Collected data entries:

--- START ---

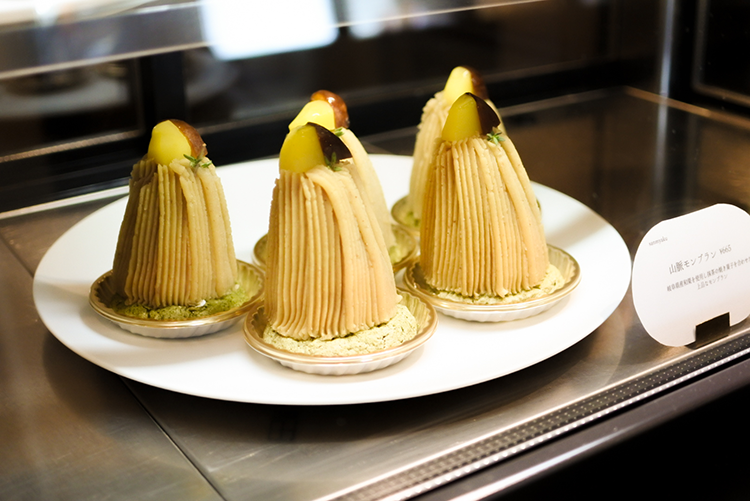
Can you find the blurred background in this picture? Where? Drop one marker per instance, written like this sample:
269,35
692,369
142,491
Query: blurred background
82,82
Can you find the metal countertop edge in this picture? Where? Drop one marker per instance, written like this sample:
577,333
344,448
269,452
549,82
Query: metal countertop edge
491,450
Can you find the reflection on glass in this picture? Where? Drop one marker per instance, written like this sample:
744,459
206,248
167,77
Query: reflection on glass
240,30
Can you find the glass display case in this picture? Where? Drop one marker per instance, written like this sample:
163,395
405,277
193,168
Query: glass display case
626,113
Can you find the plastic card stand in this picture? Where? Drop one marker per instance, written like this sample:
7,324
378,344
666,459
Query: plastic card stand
692,269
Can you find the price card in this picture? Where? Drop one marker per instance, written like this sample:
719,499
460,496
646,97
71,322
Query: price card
691,269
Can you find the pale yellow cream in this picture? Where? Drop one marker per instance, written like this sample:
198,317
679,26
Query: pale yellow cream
368,183
328,270
175,243
429,132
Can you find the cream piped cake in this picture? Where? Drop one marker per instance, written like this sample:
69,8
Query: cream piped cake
482,238
461,80
329,110
175,256
328,275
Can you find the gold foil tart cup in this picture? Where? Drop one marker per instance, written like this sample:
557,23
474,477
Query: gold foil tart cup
100,296
568,266
406,244
256,322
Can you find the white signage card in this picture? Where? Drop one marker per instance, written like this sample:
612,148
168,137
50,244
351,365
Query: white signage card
691,269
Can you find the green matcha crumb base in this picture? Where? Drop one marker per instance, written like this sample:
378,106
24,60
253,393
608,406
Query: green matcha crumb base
175,312
553,281
398,330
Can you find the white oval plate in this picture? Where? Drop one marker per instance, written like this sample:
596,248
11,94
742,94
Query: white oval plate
405,241
250,276
222,366
571,272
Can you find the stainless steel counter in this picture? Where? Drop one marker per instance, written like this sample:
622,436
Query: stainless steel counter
71,430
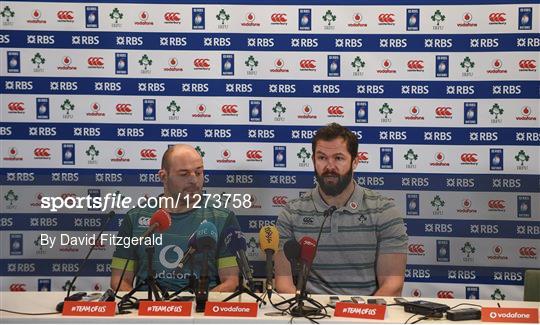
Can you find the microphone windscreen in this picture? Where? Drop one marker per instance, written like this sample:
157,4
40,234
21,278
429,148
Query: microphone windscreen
162,218
238,242
291,248
206,236
308,249
192,241
228,233
269,238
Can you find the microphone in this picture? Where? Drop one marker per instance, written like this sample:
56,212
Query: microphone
308,250
269,242
160,222
206,238
236,244
74,297
108,218
291,249
192,249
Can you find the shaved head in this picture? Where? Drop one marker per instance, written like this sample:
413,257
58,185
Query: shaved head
182,150
182,172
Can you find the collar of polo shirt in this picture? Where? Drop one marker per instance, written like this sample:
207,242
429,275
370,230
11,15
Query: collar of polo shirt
352,205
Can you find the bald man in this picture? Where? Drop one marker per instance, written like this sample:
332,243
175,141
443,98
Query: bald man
182,174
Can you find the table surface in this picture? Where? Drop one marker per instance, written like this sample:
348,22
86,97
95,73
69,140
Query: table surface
43,302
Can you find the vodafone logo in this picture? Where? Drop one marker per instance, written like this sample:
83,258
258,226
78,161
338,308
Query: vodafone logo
172,17
123,109
415,65
16,107
445,294
95,62
164,258
527,252
66,16
235,309
443,112
496,205
279,200
254,155
386,65
469,159
201,64
527,65
229,110
362,156
42,153
148,154
308,65
526,114
278,19
17,287
497,18
386,19
335,111
416,293
521,315
416,249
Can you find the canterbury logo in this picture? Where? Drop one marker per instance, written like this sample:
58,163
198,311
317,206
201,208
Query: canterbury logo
335,110
527,251
307,64
415,64
42,152
172,17
443,111
254,154
279,18
496,204
469,157
229,109
148,153
497,17
416,249
445,294
95,61
16,106
17,287
527,64
386,18
123,108
65,15
362,156
201,63
279,200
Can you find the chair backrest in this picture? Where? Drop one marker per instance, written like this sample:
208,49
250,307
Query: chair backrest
531,291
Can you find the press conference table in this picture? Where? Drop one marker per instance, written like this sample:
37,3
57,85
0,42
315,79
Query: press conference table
42,302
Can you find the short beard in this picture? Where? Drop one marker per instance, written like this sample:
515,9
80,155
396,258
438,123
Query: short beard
335,190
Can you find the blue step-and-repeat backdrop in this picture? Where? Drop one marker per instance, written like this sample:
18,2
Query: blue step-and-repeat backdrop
444,98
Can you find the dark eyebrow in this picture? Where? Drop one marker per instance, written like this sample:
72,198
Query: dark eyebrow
187,170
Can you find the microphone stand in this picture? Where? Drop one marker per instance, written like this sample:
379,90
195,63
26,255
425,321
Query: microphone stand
201,294
155,291
297,308
242,288
191,287
108,217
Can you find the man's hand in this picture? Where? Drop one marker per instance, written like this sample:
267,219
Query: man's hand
390,271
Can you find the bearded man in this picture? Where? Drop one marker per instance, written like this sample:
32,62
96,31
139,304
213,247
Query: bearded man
363,245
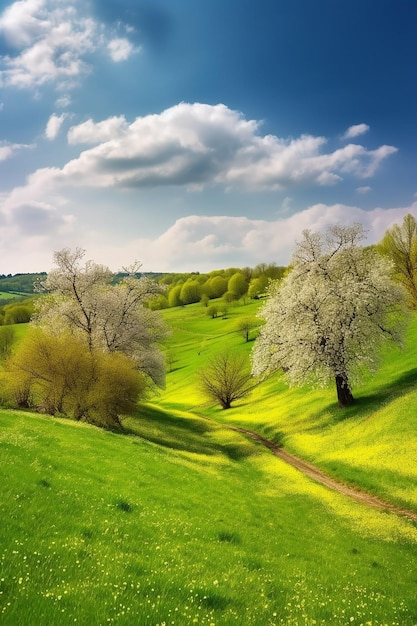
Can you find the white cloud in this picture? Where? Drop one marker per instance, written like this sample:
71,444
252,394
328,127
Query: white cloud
202,243
8,150
63,102
51,40
54,126
356,130
193,145
89,132
120,49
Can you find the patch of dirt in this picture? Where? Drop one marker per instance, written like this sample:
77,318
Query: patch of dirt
317,475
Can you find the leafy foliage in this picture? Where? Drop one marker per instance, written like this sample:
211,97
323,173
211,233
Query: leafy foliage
400,245
226,378
106,317
327,319
61,375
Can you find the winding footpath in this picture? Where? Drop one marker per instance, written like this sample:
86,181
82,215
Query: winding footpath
320,477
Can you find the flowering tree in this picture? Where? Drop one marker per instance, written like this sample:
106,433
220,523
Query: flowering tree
226,378
107,317
326,320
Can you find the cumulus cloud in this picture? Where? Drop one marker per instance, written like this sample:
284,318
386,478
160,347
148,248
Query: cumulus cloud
120,49
54,126
50,40
203,243
198,144
355,131
89,132
39,219
8,150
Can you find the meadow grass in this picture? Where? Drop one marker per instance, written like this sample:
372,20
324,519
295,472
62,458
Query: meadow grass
180,520
372,444
102,528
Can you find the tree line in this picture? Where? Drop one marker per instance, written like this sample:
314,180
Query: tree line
95,345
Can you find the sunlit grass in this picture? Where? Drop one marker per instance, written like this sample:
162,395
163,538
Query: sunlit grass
372,444
181,520
104,528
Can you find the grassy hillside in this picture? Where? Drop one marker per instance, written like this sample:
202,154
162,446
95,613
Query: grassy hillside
103,528
181,521
372,444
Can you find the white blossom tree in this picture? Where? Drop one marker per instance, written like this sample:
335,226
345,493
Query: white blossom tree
108,317
326,320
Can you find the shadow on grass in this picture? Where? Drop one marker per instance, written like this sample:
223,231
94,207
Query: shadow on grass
187,434
365,405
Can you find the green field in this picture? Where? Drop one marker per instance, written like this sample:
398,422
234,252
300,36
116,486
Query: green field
180,520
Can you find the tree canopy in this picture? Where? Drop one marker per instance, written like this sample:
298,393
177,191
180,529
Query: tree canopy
106,316
327,318
400,245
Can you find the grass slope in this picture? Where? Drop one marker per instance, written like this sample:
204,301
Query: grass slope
102,528
372,444
182,521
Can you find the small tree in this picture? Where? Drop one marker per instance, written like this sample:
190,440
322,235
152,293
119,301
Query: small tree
245,325
61,375
105,316
237,285
329,316
212,311
226,378
400,245
7,338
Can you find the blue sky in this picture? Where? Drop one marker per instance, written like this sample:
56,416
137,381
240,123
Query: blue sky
200,134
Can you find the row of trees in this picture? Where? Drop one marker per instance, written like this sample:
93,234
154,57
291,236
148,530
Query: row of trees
329,317
94,346
230,284
94,349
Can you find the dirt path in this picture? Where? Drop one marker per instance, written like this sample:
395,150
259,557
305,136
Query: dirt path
316,474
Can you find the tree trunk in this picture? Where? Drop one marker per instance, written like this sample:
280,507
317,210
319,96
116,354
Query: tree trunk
344,394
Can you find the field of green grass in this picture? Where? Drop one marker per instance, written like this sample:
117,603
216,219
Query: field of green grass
181,521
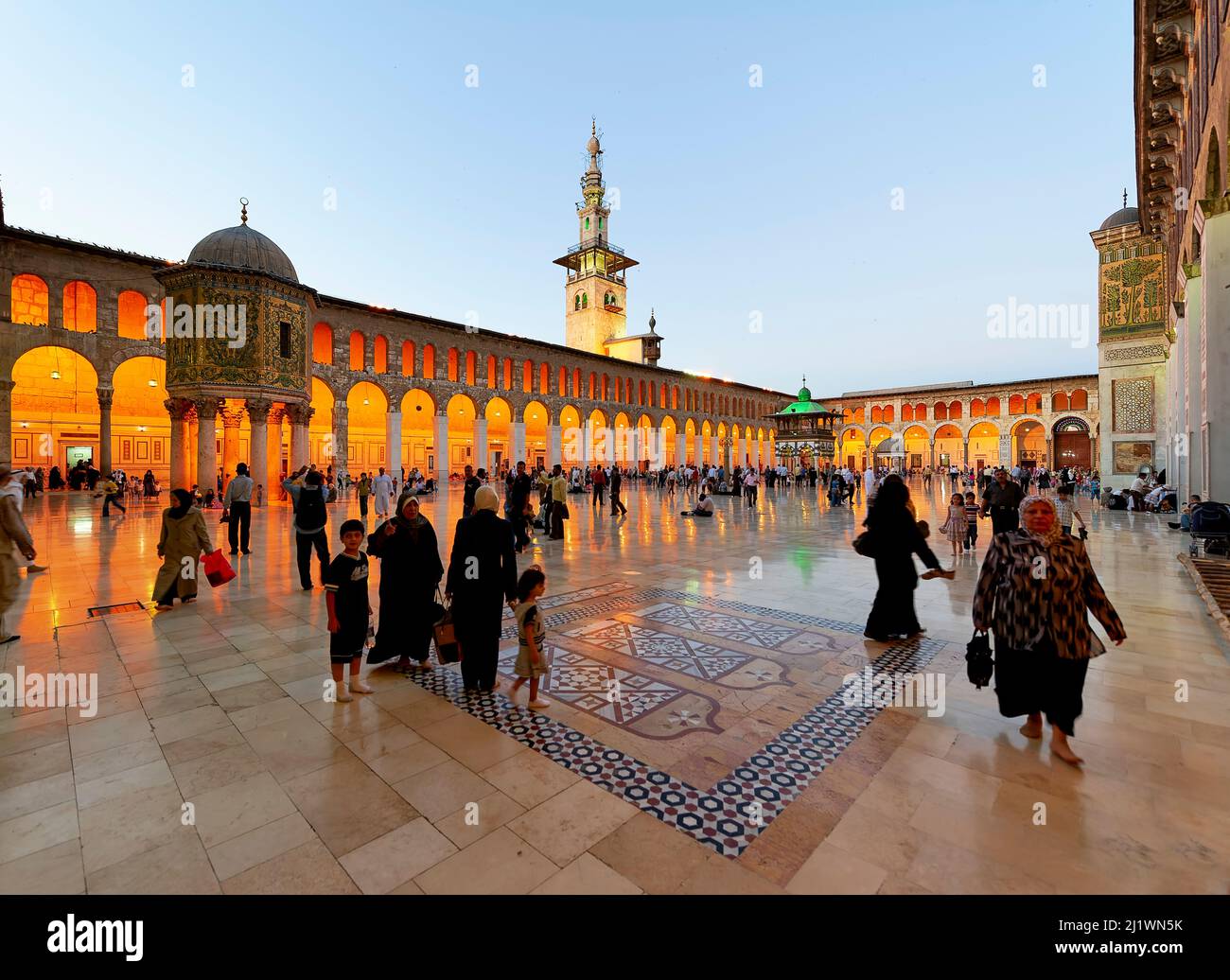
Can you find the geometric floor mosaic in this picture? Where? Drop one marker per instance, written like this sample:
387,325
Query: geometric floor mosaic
729,814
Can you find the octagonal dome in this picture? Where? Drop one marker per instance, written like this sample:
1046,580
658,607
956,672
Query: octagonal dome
242,247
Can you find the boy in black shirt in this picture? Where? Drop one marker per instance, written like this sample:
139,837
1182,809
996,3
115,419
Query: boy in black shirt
345,593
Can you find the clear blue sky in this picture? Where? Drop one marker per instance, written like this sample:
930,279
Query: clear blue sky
733,198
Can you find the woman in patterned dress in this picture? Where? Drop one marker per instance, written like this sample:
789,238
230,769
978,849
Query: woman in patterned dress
1033,593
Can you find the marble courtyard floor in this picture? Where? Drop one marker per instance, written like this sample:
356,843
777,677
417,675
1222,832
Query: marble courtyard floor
696,742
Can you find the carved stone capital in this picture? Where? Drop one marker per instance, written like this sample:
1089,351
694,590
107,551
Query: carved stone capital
257,409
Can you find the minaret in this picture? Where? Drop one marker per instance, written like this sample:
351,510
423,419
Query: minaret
595,293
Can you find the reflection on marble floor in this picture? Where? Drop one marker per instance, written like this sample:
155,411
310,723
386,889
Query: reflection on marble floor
727,760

--- END ---

Copy the rows word for word, from the line containing "Can you find the reflection on marble" through the last line of the rows, including both ends.

Can you find the reflection on marble floor in this picture? Where? Drop one marker per instance, written like this sample:
155,411
310,723
386,889
Query: reflection on marble floor
727,760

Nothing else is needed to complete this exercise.